(指示)
1. ページ抜粋で、1920年に起きたものとして挙げられている事件は何か。
2. 記録の中から、文字列「green」を含む行をすべて集めよ。大文字と小文字は区別すること。

::: ページ抜粋 :::

ウイグル族約100人を中国送還=トルコで暴徒がタイ公館襲撃
タイ政府は、トルコで発生した反中暴動に関連して、国内に不法入国していたウイグル族100人を中国に送還したと報じられております。送還に際しては、中国当局から「適切に取り扱う」との確約を得た、というのですが、この”やさしげな言葉”、信じても大丈夫なのでしょうか。
そもそも、トルコでの反中暴動の原因は、中国政府が、ウイグル人に対して過酷な弾圧政策を遂行してきたことにあります。戦後、中国が東トルキスタンを詐術的に併合し、今日に至るまで、ウイグル人を迫害してきたからこそ、トルコの人々がウイグル人のために声を挙げているのです。こうした状況下にあって、中国が、タイとの約束であれ、不法に国外に脱出した経歴を持つウイグル人を”やさしく”扱うとは思えません。中国への送還を決めたタイの判断は、適切であったのでしょうか。歴史においては、相手国を信じたばかりに自らに禍を招いてしまう事例は、枚挙に遑がありません。1920年に起きた尼港事件の経緯を知った時には愕然としましたし、ユネスコの世界遺産登録での一件でも、外相合意が反故にされたことが日本国側の誤算の始まりでした。相手国の言葉、あるいは合意を信用するか、否かの判断を誤ると、後に、信用判断のミスを問われることにもなりかねないのです。相手を信じることは社会一般では美徳の一つですが、特に国際社会では、美徳を発揮した側が窮地に陥ることも少なくないのです。

::: 入力データ :::

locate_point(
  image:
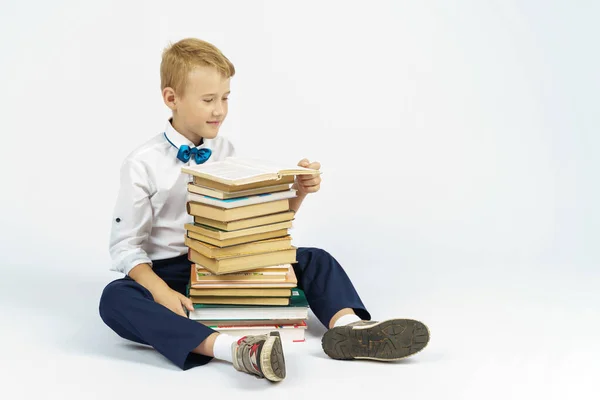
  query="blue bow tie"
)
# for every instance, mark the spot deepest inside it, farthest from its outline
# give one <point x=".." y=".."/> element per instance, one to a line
<point x="185" y="152"/>
<point x="200" y="155"/>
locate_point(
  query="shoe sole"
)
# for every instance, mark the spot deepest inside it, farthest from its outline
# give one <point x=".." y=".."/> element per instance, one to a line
<point x="388" y="340"/>
<point x="272" y="361"/>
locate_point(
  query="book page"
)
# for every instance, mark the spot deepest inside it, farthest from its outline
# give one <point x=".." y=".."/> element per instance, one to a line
<point x="264" y="165"/>
<point x="227" y="170"/>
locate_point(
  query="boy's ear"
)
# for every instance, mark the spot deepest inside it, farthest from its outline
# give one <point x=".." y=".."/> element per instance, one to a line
<point x="169" y="98"/>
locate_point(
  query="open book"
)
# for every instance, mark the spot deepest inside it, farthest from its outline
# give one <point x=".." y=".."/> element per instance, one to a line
<point x="241" y="171"/>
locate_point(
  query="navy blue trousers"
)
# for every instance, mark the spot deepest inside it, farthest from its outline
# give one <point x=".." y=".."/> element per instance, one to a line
<point x="130" y="310"/>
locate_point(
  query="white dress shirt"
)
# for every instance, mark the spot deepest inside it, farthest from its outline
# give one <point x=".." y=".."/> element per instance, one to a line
<point x="150" y="212"/>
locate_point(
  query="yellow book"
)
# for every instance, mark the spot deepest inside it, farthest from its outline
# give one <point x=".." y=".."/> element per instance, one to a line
<point x="234" y="292"/>
<point x="223" y="235"/>
<point x="192" y="188"/>
<point x="286" y="180"/>
<point x="238" y="240"/>
<point x="262" y="301"/>
<point x="262" y="246"/>
<point x="246" y="223"/>
<point x="232" y="214"/>
<point x="235" y="171"/>
<point x="243" y="263"/>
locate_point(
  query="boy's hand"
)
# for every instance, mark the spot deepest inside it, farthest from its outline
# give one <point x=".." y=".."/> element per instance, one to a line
<point x="173" y="300"/>
<point x="306" y="184"/>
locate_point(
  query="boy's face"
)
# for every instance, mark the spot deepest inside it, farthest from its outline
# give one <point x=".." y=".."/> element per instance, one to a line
<point x="203" y="107"/>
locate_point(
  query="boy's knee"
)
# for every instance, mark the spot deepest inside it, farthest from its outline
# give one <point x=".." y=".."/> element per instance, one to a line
<point x="113" y="296"/>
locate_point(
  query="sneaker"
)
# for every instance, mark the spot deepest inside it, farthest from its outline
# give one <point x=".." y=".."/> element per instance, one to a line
<point x="261" y="355"/>
<point x="388" y="340"/>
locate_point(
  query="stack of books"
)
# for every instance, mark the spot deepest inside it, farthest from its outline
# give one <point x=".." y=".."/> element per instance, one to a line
<point x="241" y="280"/>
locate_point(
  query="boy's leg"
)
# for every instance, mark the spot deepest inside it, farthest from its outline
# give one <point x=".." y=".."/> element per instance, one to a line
<point x="130" y="310"/>
<point x="326" y="285"/>
<point x="334" y="300"/>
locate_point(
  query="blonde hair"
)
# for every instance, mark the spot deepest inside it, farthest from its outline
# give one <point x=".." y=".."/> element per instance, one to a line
<point x="180" y="58"/>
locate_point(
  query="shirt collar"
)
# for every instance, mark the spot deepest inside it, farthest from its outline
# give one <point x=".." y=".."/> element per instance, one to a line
<point x="178" y="139"/>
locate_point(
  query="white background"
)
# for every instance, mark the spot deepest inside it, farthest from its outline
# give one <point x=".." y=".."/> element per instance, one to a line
<point x="459" y="144"/>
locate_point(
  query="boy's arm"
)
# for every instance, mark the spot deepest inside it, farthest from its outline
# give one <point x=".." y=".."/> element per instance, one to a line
<point x="132" y="219"/>
<point x="132" y="224"/>
<point x="145" y="276"/>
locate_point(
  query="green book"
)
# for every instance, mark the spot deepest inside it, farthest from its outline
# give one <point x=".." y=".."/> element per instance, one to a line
<point x="297" y="299"/>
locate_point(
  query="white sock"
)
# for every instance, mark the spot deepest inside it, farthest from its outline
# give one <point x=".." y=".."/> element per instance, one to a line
<point x="222" y="347"/>
<point x="346" y="319"/>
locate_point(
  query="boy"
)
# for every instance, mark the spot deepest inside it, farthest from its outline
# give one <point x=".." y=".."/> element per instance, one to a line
<point x="146" y="242"/>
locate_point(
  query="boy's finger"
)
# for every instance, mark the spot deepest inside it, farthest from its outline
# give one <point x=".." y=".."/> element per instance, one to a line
<point x="310" y="181"/>
<point x="315" y="165"/>
<point x="304" y="163"/>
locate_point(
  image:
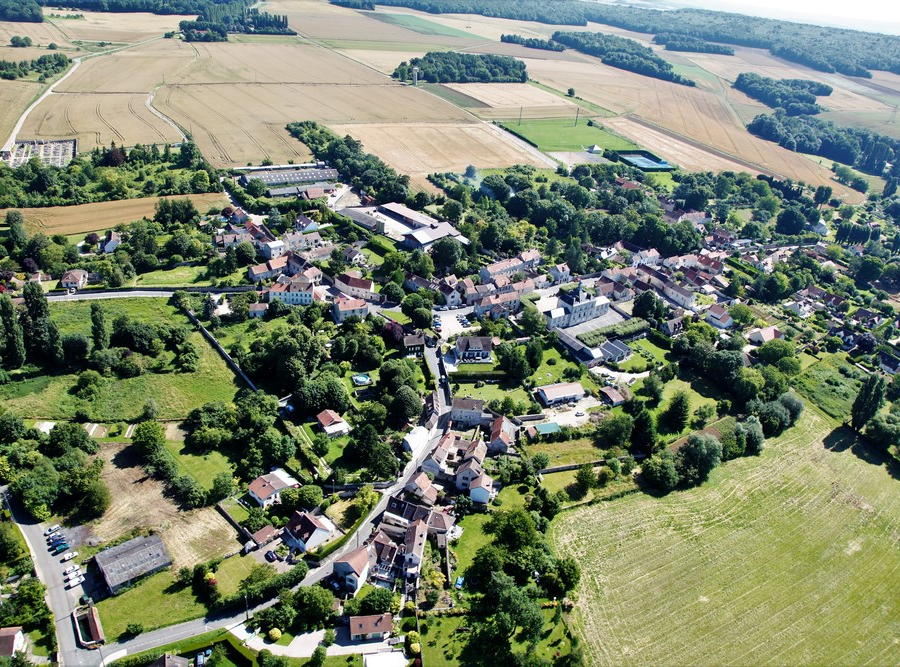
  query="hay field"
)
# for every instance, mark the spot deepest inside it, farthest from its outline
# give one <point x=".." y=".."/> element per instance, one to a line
<point x="139" y="501"/>
<point x="786" y="559"/>
<point x="97" y="120"/>
<point x="101" y="216"/>
<point x="14" y="97"/>
<point x="137" y="70"/>
<point x="506" y="100"/>
<point x="230" y="134"/>
<point x="227" y="63"/>
<point x="110" y="27"/>
<point x="419" y="149"/>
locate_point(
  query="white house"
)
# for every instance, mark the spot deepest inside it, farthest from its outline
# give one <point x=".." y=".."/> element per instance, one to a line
<point x="332" y="423"/>
<point x="344" y="308"/>
<point x="561" y="392"/>
<point x="307" y="531"/>
<point x="266" y="489"/>
<point x="353" y="285"/>
<point x="466" y="411"/>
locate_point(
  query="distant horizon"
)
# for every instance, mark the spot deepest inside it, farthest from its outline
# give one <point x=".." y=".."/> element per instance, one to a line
<point x="830" y="13"/>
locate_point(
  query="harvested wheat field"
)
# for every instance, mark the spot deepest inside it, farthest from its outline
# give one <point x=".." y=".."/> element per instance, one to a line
<point x="100" y="216"/>
<point x="97" y="120"/>
<point x="14" y="97"/>
<point x="419" y="149"/>
<point x="508" y="98"/>
<point x="114" y="27"/>
<point x="691" y="113"/>
<point x="788" y="558"/>
<point x="231" y="134"/>
<point x="230" y="63"/>
<point x="139" y="502"/>
<point x="137" y="70"/>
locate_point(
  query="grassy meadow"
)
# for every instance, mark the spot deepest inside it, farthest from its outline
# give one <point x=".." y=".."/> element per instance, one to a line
<point x="787" y="558"/>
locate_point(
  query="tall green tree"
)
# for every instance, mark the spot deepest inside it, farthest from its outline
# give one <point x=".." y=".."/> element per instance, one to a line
<point x="868" y="401"/>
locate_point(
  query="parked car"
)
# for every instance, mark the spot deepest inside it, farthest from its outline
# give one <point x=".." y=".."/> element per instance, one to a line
<point x="75" y="582"/>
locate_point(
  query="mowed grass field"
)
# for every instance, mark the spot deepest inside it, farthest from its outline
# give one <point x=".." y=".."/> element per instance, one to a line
<point x="789" y="558"/>
<point x="44" y="396"/>
<point x="562" y="134"/>
<point x="101" y="216"/>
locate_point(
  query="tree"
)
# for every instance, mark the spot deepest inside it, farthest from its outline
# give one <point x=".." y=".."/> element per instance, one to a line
<point x="659" y="471"/>
<point x="697" y="458"/>
<point x="774" y="350"/>
<point x="868" y="401"/>
<point x="99" y="327"/>
<point x="148" y="437"/>
<point x="614" y="431"/>
<point x="678" y="412"/>
<point x="378" y="601"/>
<point x="406" y="404"/>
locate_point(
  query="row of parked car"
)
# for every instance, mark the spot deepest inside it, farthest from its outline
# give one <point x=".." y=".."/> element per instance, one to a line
<point x="58" y="543"/>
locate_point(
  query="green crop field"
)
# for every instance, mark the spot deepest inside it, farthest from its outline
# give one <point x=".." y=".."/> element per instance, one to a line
<point x="559" y="134"/>
<point x="789" y="558"/>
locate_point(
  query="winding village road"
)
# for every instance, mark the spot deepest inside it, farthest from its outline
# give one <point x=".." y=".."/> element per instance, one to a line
<point x="62" y="601"/>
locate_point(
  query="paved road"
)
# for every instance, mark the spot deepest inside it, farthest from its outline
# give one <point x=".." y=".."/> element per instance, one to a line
<point x="49" y="571"/>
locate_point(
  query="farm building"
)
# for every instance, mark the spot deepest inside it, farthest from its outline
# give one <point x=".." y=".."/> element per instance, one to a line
<point x="122" y="564"/>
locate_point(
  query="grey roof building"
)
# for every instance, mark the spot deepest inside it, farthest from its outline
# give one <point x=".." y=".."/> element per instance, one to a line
<point x="122" y="564"/>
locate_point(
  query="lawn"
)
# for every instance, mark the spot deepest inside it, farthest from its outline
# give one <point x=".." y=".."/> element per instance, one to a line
<point x="232" y="571"/>
<point x="777" y="559"/>
<point x="561" y="134"/>
<point x="155" y="602"/>
<point x="568" y="452"/>
<point x="824" y="383"/>
<point x="42" y="396"/>
<point x="202" y="467"/>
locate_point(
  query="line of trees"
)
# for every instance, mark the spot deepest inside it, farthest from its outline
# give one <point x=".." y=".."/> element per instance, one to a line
<point x="533" y="42"/>
<point x="796" y="96"/>
<point x="862" y="148"/>
<point x="678" y="42"/>
<point x="623" y="53"/>
<point x="47" y="66"/>
<point x="851" y="52"/>
<point x="451" y="67"/>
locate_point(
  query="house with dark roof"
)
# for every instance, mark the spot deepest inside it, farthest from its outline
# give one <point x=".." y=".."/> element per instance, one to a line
<point x="306" y="531"/>
<point x="122" y="564"/>
<point x="364" y="628"/>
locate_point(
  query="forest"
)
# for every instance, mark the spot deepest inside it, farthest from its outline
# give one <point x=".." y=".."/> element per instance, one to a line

:::

(各課題の解答)
1. 尼港事件。

2.
  query="green book"
  query="tall green tree"
  query="green crop field"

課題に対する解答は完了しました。